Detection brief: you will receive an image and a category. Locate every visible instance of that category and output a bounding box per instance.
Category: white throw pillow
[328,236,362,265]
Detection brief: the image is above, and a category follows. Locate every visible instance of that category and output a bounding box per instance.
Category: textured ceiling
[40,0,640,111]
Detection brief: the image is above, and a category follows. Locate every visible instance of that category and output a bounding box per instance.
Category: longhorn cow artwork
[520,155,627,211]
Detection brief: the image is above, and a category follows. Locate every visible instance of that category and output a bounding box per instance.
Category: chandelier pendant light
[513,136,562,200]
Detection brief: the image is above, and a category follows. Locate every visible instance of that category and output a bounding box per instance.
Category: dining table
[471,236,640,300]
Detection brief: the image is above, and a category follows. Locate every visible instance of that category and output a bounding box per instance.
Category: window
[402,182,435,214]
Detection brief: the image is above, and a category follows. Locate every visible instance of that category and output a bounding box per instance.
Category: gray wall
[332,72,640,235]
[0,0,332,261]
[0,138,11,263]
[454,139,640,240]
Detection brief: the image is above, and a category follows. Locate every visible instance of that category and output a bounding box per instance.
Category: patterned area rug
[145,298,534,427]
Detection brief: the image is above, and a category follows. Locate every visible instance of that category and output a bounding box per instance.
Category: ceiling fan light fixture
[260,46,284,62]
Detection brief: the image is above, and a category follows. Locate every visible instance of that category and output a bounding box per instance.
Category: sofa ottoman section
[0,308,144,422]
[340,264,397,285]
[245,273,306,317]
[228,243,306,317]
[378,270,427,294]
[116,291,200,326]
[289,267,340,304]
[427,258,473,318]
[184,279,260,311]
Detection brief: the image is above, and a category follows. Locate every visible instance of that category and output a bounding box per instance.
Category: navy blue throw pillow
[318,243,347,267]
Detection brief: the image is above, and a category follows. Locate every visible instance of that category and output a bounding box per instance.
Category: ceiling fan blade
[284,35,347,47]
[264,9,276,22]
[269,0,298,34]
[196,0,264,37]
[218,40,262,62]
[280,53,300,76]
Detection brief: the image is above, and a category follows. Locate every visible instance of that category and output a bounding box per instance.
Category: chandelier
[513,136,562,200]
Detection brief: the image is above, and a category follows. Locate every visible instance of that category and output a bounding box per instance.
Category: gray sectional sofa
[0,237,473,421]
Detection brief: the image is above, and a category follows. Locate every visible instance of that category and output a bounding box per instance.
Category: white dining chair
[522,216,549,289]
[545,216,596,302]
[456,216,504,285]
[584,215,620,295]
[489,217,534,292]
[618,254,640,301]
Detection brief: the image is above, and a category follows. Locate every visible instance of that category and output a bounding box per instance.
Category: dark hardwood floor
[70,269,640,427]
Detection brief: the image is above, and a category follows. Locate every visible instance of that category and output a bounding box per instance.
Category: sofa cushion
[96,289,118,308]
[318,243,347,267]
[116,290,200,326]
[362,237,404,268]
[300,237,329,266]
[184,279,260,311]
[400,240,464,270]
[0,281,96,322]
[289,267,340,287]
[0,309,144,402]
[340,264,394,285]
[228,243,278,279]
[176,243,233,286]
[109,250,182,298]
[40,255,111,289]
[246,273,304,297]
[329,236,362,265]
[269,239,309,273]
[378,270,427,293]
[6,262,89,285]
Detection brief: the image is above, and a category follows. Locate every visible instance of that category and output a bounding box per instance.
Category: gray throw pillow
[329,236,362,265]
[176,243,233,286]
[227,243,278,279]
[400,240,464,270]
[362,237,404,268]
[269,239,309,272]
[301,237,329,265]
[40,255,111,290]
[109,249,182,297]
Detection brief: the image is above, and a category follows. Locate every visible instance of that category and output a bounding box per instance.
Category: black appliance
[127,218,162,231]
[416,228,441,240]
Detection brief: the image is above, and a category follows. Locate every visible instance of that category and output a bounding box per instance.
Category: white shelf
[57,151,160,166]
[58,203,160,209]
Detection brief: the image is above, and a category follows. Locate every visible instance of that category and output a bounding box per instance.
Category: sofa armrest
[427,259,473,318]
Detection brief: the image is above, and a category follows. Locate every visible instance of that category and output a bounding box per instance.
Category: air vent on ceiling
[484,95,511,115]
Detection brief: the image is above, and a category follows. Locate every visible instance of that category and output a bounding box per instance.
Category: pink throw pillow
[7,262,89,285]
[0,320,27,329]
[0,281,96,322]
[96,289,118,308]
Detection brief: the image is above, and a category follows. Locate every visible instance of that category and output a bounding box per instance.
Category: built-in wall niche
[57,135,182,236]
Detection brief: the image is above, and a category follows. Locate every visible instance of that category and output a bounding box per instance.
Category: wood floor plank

■ **EXERCISE PROMPT**
Rewrite all of the lines above, replacing "bounding box" with "rectangular region" wherever it occurs and leaving everything else unchanged.

■ **RESULT BELOW**
Detection brief: you will receive an image and a category. Locate every visible instance of that category and output a rectangular region per instance.
Category: white throw pillow
[328,236,362,265]
Detection brief: the image is above, and a category follows. Locate every visible instance of that category and output a rectangular region per instance.
Category: textured ceiling
[40,0,640,111]
Detection brief: the image is above, and a category follows. Locate every visible instance of that category and output a rectangular region per instance.
Category: longhorn cow artwork
[520,155,627,211]
Detection brief: the image is above, and a category follows. Locate every visible instance of that category and output a rectangular region per instance.
Category: chandelier pendant light
[513,136,562,200]
Detection brief: the image is above, and a category follows. Locate every visible instance of that category and output a rectangular region per instance.
Category: dining table
[471,236,640,300]
Detection brief: the image is above, and a category follows. Locate every visible instance of that category and output a rectangular region per instance.
Category: window
[402,182,435,214]
Detection brief: the image is above, and a category follows. Locate every visible instance of that category and output a rectangular region per instance.
Category: gray wall
[332,72,640,235]
[0,0,332,261]
[0,138,11,263]
[454,139,640,240]
Detection brief: the image is above, and a category follows. Locate every visible instance of that category and output a rectangular region per instance.
Category: patterned area rug
[145,298,534,427]
Detection brief: the image is above, and a category follows. Locate every visible instance of that category and output a rectangular region per instance.
Category: ceiling fan light fixture
[260,46,284,62]
Detection brief: the image is above, and a category follows. Locate every visible instance of that category and output a rectangular region per instance.
Category: sofa ottoman section
[0,308,144,422]
[340,264,397,285]
[245,273,306,317]
[228,243,306,317]
[378,270,427,294]
[116,291,200,326]
[289,267,340,304]
[427,258,473,318]
[184,279,260,311]
Detection brief: the image is above, and a category follows. Locate every visible instance of that category and output a rectangular region per instance.
Category: navy blue throw pillow
[318,243,347,267]
Detection brief: the image is above, and a category follows. Locate every visible instance of that category and output a rectangular region per instance.
Category: ceiling fan blade
[284,35,347,47]
[264,9,276,22]
[269,0,298,34]
[196,0,264,37]
[218,40,262,62]
[280,53,300,76]
Detection brief: the image is above, and a category follows. Locate every visible instance of that category and output a rectangular region per instance.
Category: chandelier
[513,136,562,200]
Detection brief: the image is above, and a category follows. Locate every visible instance of that category and output a rectangular region per instance.
Category: gray sectional sofa
[0,237,473,421]
Detection brief: the image is above, and a category follows. Locate every visible instance of that category and output a rectangular region per instance.
Category: white dining chair
[522,216,549,289]
[545,216,596,302]
[456,216,504,285]
[584,215,620,295]
[489,217,534,292]
[618,254,640,301]
Detection brief: the image is above, and a category follows. Locate every visible instance of that category and output a rectangular region per instance.
Category: dark hardwood floor
[70,269,640,427]
Detection brief: the image is above, and a category follows. Locate every visible instance of that category and output a rectangular region per instance.
Category: sofa cushion
[96,289,118,308]
[318,243,347,267]
[116,290,200,326]
[362,237,404,268]
[300,237,329,266]
[184,279,260,311]
[400,240,464,270]
[0,281,96,322]
[289,267,340,287]
[0,309,144,402]
[340,264,394,285]
[228,243,278,279]
[176,243,233,286]
[109,250,182,298]
[40,255,111,289]
[246,273,304,297]
[329,236,362,265]
[269,239,309,273]
[378,270,427,293]
[6,262,89,285]
Detection brief: the image is above, and a category follows. Locate every visible instance of that category and output a rectangular region per instance.
Category: gray throw pillow
[329,236,362,265]
[176,243,233,286]
[227,243,278,279]
[400,240,464,270]
[362,237,404,268]
[269,239,309,272]
[301,237,329,265]
[40,255,111,290]
[109,249,182,297]
Detection brief: the image is above, and a category follows. Locate every visible instance of that category and output a rectangular region per instance.
Category: black appliance
[127,218,162,231]
[416,228,441,240]
Detection brief: the image is above, and a category follows. Locate every visible instance of that category and output a rectangular region per instance.
Category: white shelf
[57,151,160,166]
[58,203,160,209]
Detection brief: the image is above, and a category follows. Locate every visible instance of that category and output a rectangular region per instance.
Category: sofa armrest
[427,259,473,318]
Detection brief: the image is above, and a category follows. Locate every visible instance of that category and output a rectangular region per instance.
Category: air vent on ceiling
[484,95,511,115]
Detection brief: the image is above, and a category follows. Locate every visible instance of that category and output a rectangular region per instance.
Category: pink throw pillow
[7,262,89,285]
[0,320,27,329]
[0,281,96,322]
[96,289,118,308]
Detection brief: the image is above, and a category follows. Locate every visible instance of that category and output a rectangular region per instance.
Category: built-in wall niche
[57,135,182,236]
Detection brief: the image is above, and a category follows. Locate every visible instance of that category and output a rectangular region per instance.
Category: wood floor plank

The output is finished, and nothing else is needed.